Drum programming and sequencing was done by Stewart along with Kenneth "Soundz" Colby, with additional programming coming from Mike Green. Stewart and Neuble played the keyboards, Malone, Julio Mirando, and Daniel Silvestri played the guitar, while Silvestri played the bass guitar. The guitars and bass were recorded and engineered by Nick Chahwala, while Serban Ghenea mixed the song at MixStar Studios in Virginia Beach, Virginia. "Dressin' Up" was engineered by John Hanes, and was assisted by Phil Seaford.

→ LISTED ENTRIES:
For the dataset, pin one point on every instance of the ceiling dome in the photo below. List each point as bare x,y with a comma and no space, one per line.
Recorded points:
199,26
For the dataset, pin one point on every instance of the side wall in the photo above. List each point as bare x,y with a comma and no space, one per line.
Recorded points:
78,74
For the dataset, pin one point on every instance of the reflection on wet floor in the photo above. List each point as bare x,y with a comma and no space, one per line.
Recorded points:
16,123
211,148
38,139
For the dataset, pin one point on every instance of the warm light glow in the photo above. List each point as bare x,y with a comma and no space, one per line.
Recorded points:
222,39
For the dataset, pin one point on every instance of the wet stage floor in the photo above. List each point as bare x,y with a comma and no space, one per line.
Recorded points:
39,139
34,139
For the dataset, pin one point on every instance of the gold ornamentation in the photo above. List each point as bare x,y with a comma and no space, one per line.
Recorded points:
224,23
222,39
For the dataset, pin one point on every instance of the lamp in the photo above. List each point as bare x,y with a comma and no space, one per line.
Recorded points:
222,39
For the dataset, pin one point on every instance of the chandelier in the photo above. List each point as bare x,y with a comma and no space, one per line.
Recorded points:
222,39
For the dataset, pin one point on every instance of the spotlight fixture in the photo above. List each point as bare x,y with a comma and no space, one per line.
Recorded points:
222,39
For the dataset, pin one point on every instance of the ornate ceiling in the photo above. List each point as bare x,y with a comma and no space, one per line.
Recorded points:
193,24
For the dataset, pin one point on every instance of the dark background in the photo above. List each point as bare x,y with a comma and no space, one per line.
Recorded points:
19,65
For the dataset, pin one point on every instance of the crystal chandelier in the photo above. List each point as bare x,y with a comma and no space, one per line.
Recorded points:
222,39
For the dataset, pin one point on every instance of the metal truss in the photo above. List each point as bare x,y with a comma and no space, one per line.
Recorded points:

→ PROBLEMS TO SOLVE:
**A.** Reproduce the part of the song credits passage that begins with the words containing "Drum programming and" and ends with "by Phil Seaford.".
**B.** Answer these questions using the song credits passage:
(i) Who mixed the song, and at which studio?
(ii) Who recorded and engineered the guitars and bass?
(iii) Who assisted John Hanes?
**C.** Pick up the song credits passage after its last sentence and continue writing it.

→ ANSWERS FOR THIS EXERCISE:
**A.**
Drum programming and sequencing was done by Stewart along with Kenneth "Soundz" Colby, with additional programming coming from Mike Green. Stewart and Neuble played the keyboards, Malone, Julio Mirando, and Daniel Silvestri played the guitar, while Silvestri played the bass guitar. The guitars and bass were recorded and engineered by Nick Chahwala, while Serban Ghenea mixed the song at MixStar Studios in Virginia Beach, Virginia. "Dressin' Up" was engineered by John Hanes, and was assisted by Phil Seaford.

**B.**
(i) Serban Ghenea, at MixStar Studios in Virginia Beach, Virginia.
(ii) Nick Chahwala.
(iii) Phil Seaford.

**C.**
==Composition and reception==
"Dressin' Up" has a length of three minutes and forty-four seconds. Musically, the song incorporates dance-rock and electro styles, and features an electronic dance production. Lyrically, the song is about dressing up for one's lover, and sees Perry "inviting some 'dirty doggie' to 'pet her kitty.'" State in the Real reviewer Chris Will deemed it similar to Perry's other songs, calling it "pretty typical in the scope of Katy Perry's sound." Melissa Maerz of Entertainment Weekly praised "Dressin' Up" as a "fun" song. Maritess Calabria of RyanSeacreast.com praised the song as "smooth and sultry". Becky Bain from Idolator felt the song contained some "absolutely ridiculous" verses. A lyric video for the song was released shortly after Teenage Dream: The Complete Confection. Jenna Hally Rubenstein from MTV praised the song's lyric video as "lyric video nirvana". Christopher Rosa of Glamour ranked it as Perry's 10th worst song, writing that its chorus was "chaotic".

==Credits and personnel==
Credits adapted from the liner notes of Teenage Dream.

=== Recording locations ===
- Recorded at Studio at the Palms (Las Vegas), Triangle Sound Studios & Silent Sound Studios (Atlanta, Georgia), The Boom Boom Boom (Burbank, California), Triange Sound Studios (Encinal, California).
- Mixed at Mixtar Studios, Virginia Beach.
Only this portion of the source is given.